- Exercise brief
Write out all the records below again, requests included, and shift every x and y coordinate in the answers up by 102. Leave the pictures out of your answer.

--- BEGIN Input ---

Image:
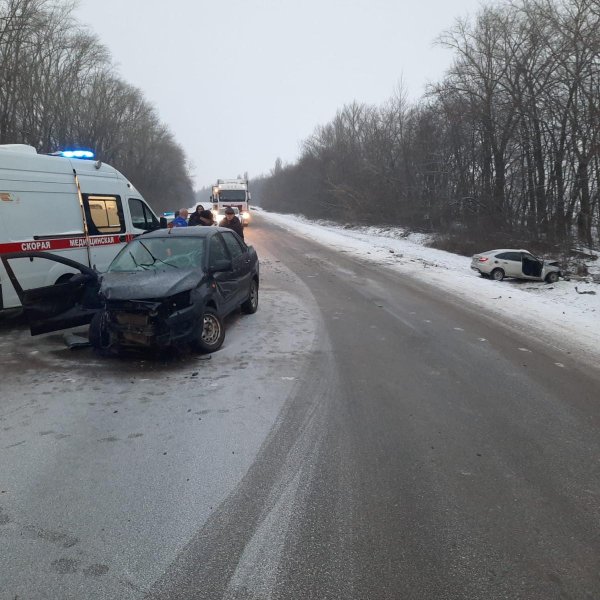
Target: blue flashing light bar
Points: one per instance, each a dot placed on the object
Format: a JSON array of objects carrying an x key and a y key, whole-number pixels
[{"x": 77, "y": 154}]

--- END Input ---

- Written response
Image:
Target: blue flashing light bar
Points: one per instance, each a dot placed on the object
Format: a JSON array of objects carrying an x key and a y key, whole-number pixels
[{"x": 179, "y": 256}]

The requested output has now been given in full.